## Your instructions
All of the data must be printed exactly; please include every line.

## Data in this exercise
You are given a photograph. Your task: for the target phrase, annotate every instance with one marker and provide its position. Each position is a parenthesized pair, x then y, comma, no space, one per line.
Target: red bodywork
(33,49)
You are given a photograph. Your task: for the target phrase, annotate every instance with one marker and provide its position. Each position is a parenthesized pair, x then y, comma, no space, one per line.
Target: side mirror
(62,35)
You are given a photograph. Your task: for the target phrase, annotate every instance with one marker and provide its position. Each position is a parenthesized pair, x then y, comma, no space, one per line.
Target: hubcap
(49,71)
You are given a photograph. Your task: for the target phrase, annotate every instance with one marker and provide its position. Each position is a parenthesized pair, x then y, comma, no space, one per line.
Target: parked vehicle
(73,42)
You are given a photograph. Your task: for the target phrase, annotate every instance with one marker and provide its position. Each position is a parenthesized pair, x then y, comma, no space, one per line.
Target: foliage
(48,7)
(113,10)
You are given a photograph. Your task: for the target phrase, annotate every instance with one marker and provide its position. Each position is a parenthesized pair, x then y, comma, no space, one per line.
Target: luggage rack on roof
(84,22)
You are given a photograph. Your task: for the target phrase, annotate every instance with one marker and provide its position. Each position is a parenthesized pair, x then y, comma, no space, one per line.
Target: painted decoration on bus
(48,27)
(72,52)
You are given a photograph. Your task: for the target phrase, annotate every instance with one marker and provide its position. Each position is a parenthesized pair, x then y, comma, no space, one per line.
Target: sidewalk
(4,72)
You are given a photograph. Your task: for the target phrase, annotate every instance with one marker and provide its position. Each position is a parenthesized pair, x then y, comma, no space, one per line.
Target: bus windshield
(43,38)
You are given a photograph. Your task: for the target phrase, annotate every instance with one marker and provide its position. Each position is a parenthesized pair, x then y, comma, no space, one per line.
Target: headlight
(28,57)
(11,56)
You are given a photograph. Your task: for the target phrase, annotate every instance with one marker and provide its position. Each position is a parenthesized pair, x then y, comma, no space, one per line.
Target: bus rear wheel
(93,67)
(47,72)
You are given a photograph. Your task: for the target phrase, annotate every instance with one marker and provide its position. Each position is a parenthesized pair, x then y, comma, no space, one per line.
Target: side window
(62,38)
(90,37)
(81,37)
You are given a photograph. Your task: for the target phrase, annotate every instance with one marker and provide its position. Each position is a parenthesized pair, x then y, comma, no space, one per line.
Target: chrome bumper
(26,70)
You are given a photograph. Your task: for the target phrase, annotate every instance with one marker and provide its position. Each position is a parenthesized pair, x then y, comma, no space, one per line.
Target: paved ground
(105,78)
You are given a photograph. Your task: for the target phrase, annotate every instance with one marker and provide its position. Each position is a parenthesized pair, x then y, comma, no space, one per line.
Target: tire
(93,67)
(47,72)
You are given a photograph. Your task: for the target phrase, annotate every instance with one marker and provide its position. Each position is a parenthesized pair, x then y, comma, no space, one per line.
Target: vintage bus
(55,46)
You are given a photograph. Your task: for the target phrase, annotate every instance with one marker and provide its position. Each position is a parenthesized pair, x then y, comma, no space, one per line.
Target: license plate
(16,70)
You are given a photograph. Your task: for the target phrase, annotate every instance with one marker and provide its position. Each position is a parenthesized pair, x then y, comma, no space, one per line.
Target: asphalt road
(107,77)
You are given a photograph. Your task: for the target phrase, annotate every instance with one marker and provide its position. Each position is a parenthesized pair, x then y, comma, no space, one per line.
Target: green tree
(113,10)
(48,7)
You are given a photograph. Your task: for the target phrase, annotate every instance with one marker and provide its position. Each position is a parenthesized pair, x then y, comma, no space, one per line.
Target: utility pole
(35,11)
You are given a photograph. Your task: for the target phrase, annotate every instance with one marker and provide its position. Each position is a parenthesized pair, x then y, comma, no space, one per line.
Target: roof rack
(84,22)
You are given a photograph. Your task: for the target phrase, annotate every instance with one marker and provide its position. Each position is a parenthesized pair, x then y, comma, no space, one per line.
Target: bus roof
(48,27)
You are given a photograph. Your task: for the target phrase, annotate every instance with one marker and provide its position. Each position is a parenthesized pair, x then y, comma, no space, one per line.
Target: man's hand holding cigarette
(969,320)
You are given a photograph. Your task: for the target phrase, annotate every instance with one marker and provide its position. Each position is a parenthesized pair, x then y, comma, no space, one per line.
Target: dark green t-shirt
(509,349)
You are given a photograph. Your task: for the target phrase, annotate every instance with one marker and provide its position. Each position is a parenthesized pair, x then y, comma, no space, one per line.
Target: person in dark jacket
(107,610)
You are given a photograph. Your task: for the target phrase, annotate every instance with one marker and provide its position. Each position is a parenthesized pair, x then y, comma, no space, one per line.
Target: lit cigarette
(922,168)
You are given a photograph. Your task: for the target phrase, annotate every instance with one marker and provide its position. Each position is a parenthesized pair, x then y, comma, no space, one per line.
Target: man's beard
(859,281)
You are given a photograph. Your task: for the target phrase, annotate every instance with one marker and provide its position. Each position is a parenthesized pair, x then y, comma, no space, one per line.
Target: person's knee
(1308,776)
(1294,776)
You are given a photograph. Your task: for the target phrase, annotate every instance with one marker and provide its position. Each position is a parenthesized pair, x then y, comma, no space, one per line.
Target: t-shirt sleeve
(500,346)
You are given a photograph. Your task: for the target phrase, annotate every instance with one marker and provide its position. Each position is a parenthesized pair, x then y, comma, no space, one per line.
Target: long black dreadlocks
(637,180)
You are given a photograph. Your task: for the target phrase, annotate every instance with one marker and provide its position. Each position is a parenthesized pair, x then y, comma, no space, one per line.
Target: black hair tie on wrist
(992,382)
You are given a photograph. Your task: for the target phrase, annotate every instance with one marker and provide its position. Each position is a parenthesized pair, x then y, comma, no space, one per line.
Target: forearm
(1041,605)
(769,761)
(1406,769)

## Answer area
You are given a photograph. Your task: for the target phrase, annotate every instance with one marker and provide its position. Each position is a parenthesized pair, x then y, comma, no space, one per line.
Target: red bodywork
(33,49)
You are given a photograph. Your task: for the target phrase, annotate every instance with one marker and provide its position. Each position is a parenthesized pair, x then y, comma, no space, one per line.
Target: side mirror
(62,35)
You are given a photograph. Your task: for the target phrase, annotate every instance with one marker and provide its position. Each position is a parenthesized pair, x then y, comma, no space, one per line.
Target: hubcap
(49,71)
You are given a photograph. Your task: for the target phrase, annotate every instance with one marker and provide its position. Each position is a parenthesized pair, x then y, comma, no space, one per line.
Target: parked vehicle
(73,42)
You are given a photograph. Your task: for the target phrase, annotate every instance with one marker and provide its position. Each position is a parenthesized pair, x then y, comma, no space, one per line.
Target: foliage
(48,7)
(113,10)
You are given a photograph. Your task: for the target phrase, annotate every instance with one marker and provide its position. Each position is a parenthesized pair, x then y, comma, no space, one per line.
Target: luggage rack on roof
(84,22)
You are given a photograph. Your task: for the target phrase, annotate every instance with one marker and provide its position. Each position is a parenthesized pair, x then y, comma, no space, one per line.
Target: painted decoration on bus
(48,27)
(72,52)
You are given a photograph. Your task: for the target phrase, annotate every instance with one marker and provide its position. Each position is a parenthesized pair, x then y, comma, no space, one per line.
Target: sidewalk
(4,72)
You are given a photograph. Your task: for the target phrase, annotate every instance with one marker and provide its position. Each position is a parenthesized pair, x then y, comma, no space, one per line.
Target: bus windshield
(43,38)
You are given a photograph. Your task: for the target phrase, annotate every instance with one marker and provide its position. Each position is a parenthesized pair, x then y, comma, no space, one per line.
Target: headlight
(28,57)
(11,56)
You are given a photograph. Your task: for the target phrase, annotate every instance with one marker and provide its position. Each position is a parenthesized pair, x then y, comma, no space, one per line.
Target: bus rear wheel
(93,67)
(47,72)
You are given a photograph. Your task: for the target phrase, annotate every instance with one marker and provide its position. Each position is a parenthesized pair, x then y, comma, no space, one per line.
Target: side window
(62,38)
(90,37)
(81,37)
You are given a photograph. Your task: for the target phrase, annotate every instance with one marker and provide its position. Each position is a parenthesized pair, x then y, comma, no space, one per line.
Target: chrome bumper
(26,70)
You are given a photograph. Your task: for the target phrase, annotate every instance with one marker and provide its position. Each position is a parenthesized pair, x then y, comma, no space, one per line.
Target: paved ground
(105,78)
You are given a photograph. Your task: for the target phrase, annotate every instance with one marker and provide its position. Each position is a parenthesized pair, x then y, comma, no space, one per line.
Target: tire
(93,67)
(47,72)
You are given a photograph. Your task: for the target phrase, annotate every instance with one marker and provide its position. Each position is a parenthesized pair, x then y, comma, no space, one per line.
Target: vintage bus
(55,46)
You are given a photograph. Your task: for the target phrase, annotate every instance with one marker and provide its position. Each position is a parenthesized pair, x then y, comma, no space, one per line.
Target: license plate
(16,70)
You are given a photograph. Your task: for the target phrase, annotate every instance with one marker and provide its position. Each position is a parenthesized pair, x then y, comma, no space, one per line.
Target: asphalt road
(107,77)
You are given a photograph. Your task: for the target phrase, annotate every instance with one marker and provide its position. Each position is a parenthesized pair, x then y, comma, no space, one per line.
Target: green tree
(113,10)
(48,7)
You are given a photograph. Your task: for the target phrase, annotate every instance with one marker and provide its position. Each position is a parenthesized pair, x then y, comma, no space, one per line.
Target: utility pole
(35,11)
You are given a photograph. Your task: for the target phrase, annotate every instance with one marker and provide its position. Each position is a parenthesized pair, x then y, comma, no space, one per line.
Target: roof rack
(84,22)
You are given a photograph. Your task: for the target phrase, annotate every instance with one marker and provide its position. Each position is a parenthesized pair, x then y, comma, no space, one per line.
Target: bus roof
(48,27)
You are given a photograph. Your task: for the target phrase, annotate every instance with one marker and provide its position. Each position is a parenthesized pair, x then y, comma, no space, one per line.
Target: man's hand holding cigarette
(969,320)
You are given a photograph. Your task: for the target phrase, annotate every instance with one marker and provide its position. Each position is a parenthesized pair, x then y, comma, no space, one per line.
Target: dark green t-shirt
(509,349)
You are given a photograph. Your task: for the target phrase, annotate every instance with one marker and provide its position. Each position is a parenthesized pair, x then y, comma, no space, one per line.
Target: person in dark jacket
(107,610)
You are given a photograph. Your task: for the target phrase, annotate every instance with one marker and provide its position. Each position is a parenthesized pair, x then y, comma, no space, one per line.
Target: lit cigarette
(922,168)
You are given a photograph. Your task: for the target phrase, annotate every instance with one marker and provide its position. Each position is a parenthesized pair, x then y, comma, no space, one per line.
Target: man's beard
(859,281)
You are given a photograph. Your task: for the target phrase, annotate every instance with one marker and provide its position. Each position is a parenthesized pair, x then y, comma, no space, one per line.
Target: person's knee
(1308,776)
(1294,776)
You are given a photograph. Your task: for the target phrase, annotate every instance with one marker and provide its position. Each position is a parenthesized pair, x then y, comma, no space, one per line.
Target: t-shirt sleeve
(500,346)
You are given a photograph. Your task: for the target phrase, annotate every instance with one marker and provide its position. Each position is a parenthesized pair, x then y, comma, no space, one per line.
Target: long black dreadlocks
(637,180)
You are given a photograph. Your task: for the target phrase, annotate every instance with one marker and provide its position. Each position is a parenthesized pair, x then y, comma, no space, one per line.
Target: black hair tie on wrist
(992,382)
You are given a photograph. Your task: for the target phrase, annotate every instance with one marker and provide its position. Each position is a parenthesized pair, x then y, comma, no space, one per line.
Target: forearm
(1041,605)
(769,761)
(1406,769)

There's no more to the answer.